Saves the extracted text in the output.txt file.

Source code in ocred/ocr.py

def save_output(self) -> None:
    """Saves the extracted text in the `output.txt` file."""
    if not hasattr(self, "text"):
        raise ValueError("no text OCRed; OCR a document first")
    f = open("output.txt", "w", encoding="utf-8")
    f.write(self.text)
    f.close()

`text_to_speech(*, lang='en')` ¤

Danger

Deprecated since version v0.2.0. Instead, use gTTS manually.

Converts the extracted text to speech and save it as an MP3 file.

Parameters:

Name	Type	Description	Default
`lang`	`str \| None`	Language of the processed text.	`'en'`

Source code in ocred/ocr.py

def text_to_speech(self, *, lang: str | None = "en") -> None:
    """
    DANGER: Deprecated since version v0.2.0.
    Instead, use gTTS manually.

    Converts the extracted text to speech and save it as an MP3 file.

    Args:
        lang:
            Language of the processed text.
    """
    raise DeprecationWarning(
        "text_to_speech is deprecated and was removed in v0.2.0; use gTTS manually",
    )

Preprocessor class¤

Preprocesses an image and makes it ready for OCR.

Parameters:

Name	Type	Description	Default
`image`	`str \| NDArray[int64] \| NDArray[float64]`	Path of the image or a numpy array.	required

Examples:

>>> import sys
>>> sys.displayhook = lambda x: None
>>> import cv2
>>> from scipy import ndimage
>>> from ocred import Preprocessor
>>> # scan the image and copy the scanned image
>>> preprocessed = Preprocessor("images/CosmosTwo.jpg")
>>> # scan the image and copy the scanned image
>>> preprocessed.scan()
>>> orig = preprocessed.img.copy()
>>> # remove noise
>>> preprocessed.remove_noise()

**SUPPLIED MATERIAL:**
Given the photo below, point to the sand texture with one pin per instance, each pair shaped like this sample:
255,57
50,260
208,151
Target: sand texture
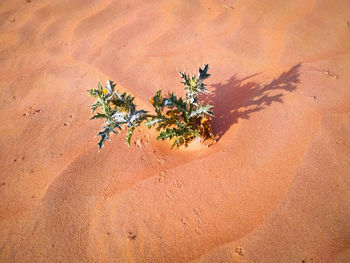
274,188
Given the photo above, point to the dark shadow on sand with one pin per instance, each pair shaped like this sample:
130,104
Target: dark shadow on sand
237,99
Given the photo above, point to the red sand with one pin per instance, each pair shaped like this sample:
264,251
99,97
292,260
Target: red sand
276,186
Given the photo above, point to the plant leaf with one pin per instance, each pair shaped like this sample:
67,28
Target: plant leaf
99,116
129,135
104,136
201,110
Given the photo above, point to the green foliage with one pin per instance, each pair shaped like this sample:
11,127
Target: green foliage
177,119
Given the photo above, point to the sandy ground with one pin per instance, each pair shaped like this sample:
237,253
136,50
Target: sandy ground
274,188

...

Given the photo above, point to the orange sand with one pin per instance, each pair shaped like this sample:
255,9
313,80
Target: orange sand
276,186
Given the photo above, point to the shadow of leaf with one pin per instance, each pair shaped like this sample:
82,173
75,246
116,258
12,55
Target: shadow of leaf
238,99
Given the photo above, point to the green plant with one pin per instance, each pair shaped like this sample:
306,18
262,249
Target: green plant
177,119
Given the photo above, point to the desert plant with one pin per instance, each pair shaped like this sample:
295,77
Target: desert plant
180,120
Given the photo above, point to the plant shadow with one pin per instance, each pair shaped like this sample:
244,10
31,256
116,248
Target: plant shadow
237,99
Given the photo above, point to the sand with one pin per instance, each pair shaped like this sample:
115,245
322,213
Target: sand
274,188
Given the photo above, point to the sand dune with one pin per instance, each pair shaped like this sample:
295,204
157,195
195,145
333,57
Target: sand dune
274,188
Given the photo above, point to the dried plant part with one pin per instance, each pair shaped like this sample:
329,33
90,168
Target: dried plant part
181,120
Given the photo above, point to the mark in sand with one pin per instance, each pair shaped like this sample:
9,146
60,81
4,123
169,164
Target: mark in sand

**REQUIRED TASK A:**
Can you summarize the ocred API excerpt in two sentences?
**REQUIRED TASK B:**
How would you restate the code block in the ocred API excerpt that begins "def save_output(self) -> None:" as a short list of its steps?
The material comes from a different source than the ocred API excerpt.

**EXERCISE ANSWER A:**
The ocred API excerpt documents save_output, which writes the extracted text to output.txt and raises a ValueError if no document has been OCRed, and text_to_speech, which was deprecated in v0.2.0 in favor of using gTTS manually and now only raises a DeprecationWarning. It also introduces the Preprocessor class, which prepares an image given as a path or numpy array for OCR, with an example that scans an image, copies it, and removes noise.

**EXERCISE ANSWER B:**
- Checks whether the object has a text attribute.
- If it does not, raises a ValueError with the message "no text OCRed; OCR a document first".
- Otherwise, opens output.txt for writing with UTF-8 encoding.
- Writes the extracted text to the file and closes it.